-------- TEXT BLOCK

No Increase in Blind Spending
NGOs and OCEAN2012 oppose an increase in de minimis aid
Selected Members of the EU Parliament are calling for an increase of possible de minimis aid to the fisheries sector, mainly to provide fuel subsidies to the fishing sector at a time of rising fuel prices. This is in strong contradiction with the EU’s commitment to eliminate environmentally harmful subsidies but, more importantly, granting more public money to the fisheries sector without a clear link to delivering public goods would send a perverse signal during the discussion on the new CFP. NGOs and the OCEAN2012 coalition oppose an increase of the de minimis ceiling for the following reasons:
1. Increased Fishing Pressure: More than 70% of assessed European fish stocks are over-fished.(1)
2. Distortion of Competition and Delay of Restructuring: a further increase to € 20.000 of de minimis per vessel and per year can make up as much as 48 % of a vessel’s annual operating costs. While aid to operational costs could initially augment profits, it would also allow for a more intensive use of the vessels. This increase in fishing effort causes further depletion of fish stocks, decreasing catches and reduced profitability in the medium and long term. The aid is therefore not helping the fishing industry, but threatening the economic basis of fishermen and coastal communities.(2) For most EU vessels, all fuel costs could already be paid under the existing rules.(3)
3. Under utilisation of existing aid: The EU fishing sector receives substantial amounts of aid, among others through the European Fisheries Fund (EFF). So far, most Member States have not fully taken advantage of the EFF. Overall, only 15 per cent of the available aid was used in more than half of the financial programming time. It is unclear why there is a need for an increase in de minimis aid if the existing instruments are not fully used. As a result, fleets from Member States that refuse to subsidise operating costs can find themselves unable to compete with fleets from Member States that do. In addition, providing aid to operating costs will not help the fisheries sector to become more sustainable. On the contrary, such subsidies will delay the much needed restructuring and prevent the European fishing sector from adapting to the new biological and economic realities they face: over-fished resources and higher oil prices.
4. Lack of disclosure and evaluation of de minimis: No information about recipients of de minimis aid and the financed measures has been disclosed by DG MARE, preventing public scrutiny of this instrument. In 2007, the European Commission already increased the level of de minimis aid to the fishing sector by ten times, from € 3.000 to € 30.000.(4)
5. Incoherence with Fisheries Policies: The CFP suggests the need for substantial reductions in fishing effort for stocks outside safe biological limits. Article 6(5) of the EFF specifically excludes financial support to operations which increase fishing effort. Also, guidelines for state aid require that aid must “serve to promote the rationalisation and efficiency of the production” while “improving the recipient's income is, as operating aid, incompatible with the common market”. Before suggesting another increase, proper review of the use and the impact of de-minimis should be undertaken.(5)

----------------
-------- RECORD EXTRACTS

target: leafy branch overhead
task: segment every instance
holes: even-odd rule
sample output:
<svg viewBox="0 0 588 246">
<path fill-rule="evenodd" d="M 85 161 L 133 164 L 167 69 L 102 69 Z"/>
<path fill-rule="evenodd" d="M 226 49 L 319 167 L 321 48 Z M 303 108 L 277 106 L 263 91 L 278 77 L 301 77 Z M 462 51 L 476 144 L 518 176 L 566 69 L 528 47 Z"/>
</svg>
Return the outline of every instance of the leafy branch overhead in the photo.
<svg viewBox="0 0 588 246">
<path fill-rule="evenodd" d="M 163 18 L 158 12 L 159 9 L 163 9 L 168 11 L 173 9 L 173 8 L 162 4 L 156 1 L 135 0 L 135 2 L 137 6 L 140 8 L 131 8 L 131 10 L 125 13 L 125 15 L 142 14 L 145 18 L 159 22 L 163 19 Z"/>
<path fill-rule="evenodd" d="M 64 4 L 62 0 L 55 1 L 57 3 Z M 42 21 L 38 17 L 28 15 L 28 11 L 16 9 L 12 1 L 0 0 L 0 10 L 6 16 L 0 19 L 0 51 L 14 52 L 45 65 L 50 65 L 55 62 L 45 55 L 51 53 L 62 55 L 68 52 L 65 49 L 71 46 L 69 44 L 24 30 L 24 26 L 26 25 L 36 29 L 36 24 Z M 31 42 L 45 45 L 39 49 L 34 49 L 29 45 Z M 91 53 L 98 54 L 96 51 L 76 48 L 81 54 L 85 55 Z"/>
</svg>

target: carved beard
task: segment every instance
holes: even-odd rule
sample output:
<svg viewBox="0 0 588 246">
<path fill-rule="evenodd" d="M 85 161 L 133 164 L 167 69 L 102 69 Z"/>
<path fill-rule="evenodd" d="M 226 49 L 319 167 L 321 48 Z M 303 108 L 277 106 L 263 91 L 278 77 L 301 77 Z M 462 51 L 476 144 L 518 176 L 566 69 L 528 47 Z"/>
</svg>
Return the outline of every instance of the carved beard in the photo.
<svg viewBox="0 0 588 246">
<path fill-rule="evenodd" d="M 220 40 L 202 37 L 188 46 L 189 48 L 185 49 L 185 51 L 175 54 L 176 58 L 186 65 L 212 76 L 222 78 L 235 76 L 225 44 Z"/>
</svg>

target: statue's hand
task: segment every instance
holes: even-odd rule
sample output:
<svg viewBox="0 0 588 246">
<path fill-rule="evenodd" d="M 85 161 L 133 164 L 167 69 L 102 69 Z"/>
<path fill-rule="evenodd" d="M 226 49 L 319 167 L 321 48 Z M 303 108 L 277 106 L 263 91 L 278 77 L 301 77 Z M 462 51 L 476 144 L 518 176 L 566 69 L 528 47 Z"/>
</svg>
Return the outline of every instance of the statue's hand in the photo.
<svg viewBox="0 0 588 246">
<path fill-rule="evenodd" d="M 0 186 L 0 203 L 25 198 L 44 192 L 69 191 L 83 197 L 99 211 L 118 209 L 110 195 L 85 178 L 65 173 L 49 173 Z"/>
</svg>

----------------

== STUDY QUESTIONS ==
(a) Answer these about the text on de minimis aid to fisheries, one line each:
(i) What share of assessed European fish stocks is over-fished?
(ii) How much of the available EFF aid was used in more than half of the financial programming time?
(iii) Which article of the EFF excludes financial support to operations that increase fishing effort?
(b) Can you rewrite the de minimis aid text, starting with "No Increase in" and going on through "stocks are over-fished.(1)", with "fuel subsidies" replaced by "fuel aid"?

== EXERCISE RESULTS ==
(a)
(i) More than 70%.
(ii) Only 15 per cent.
(iii) Article 6(5).

(b)
No Increase in Blind Spending
NGOs and OCEAN2012 oppose an increase in de minimis aid
Selected Members of the EU Parliament are calling for an increase of possible de minimis aid to the fisheries sector, mainly to provide fuel aid to the fishing sector at a time of rising fuel prices. This is in strong contradiction with the EU’s commitment to eliminate environmentally harmful subsidies but, more importantly, granting more public money to the fisheries sector without a clear link to delivering public goods would send a perverse signal during the discussion on the new CFP. NGOs and the OCEAN2012 coalition oppose an increase of the de minimis ceiling for the following reasons:
1. Increased Fishing Pressure: More than 70% of assessed European fish stocks are over-fished.(1)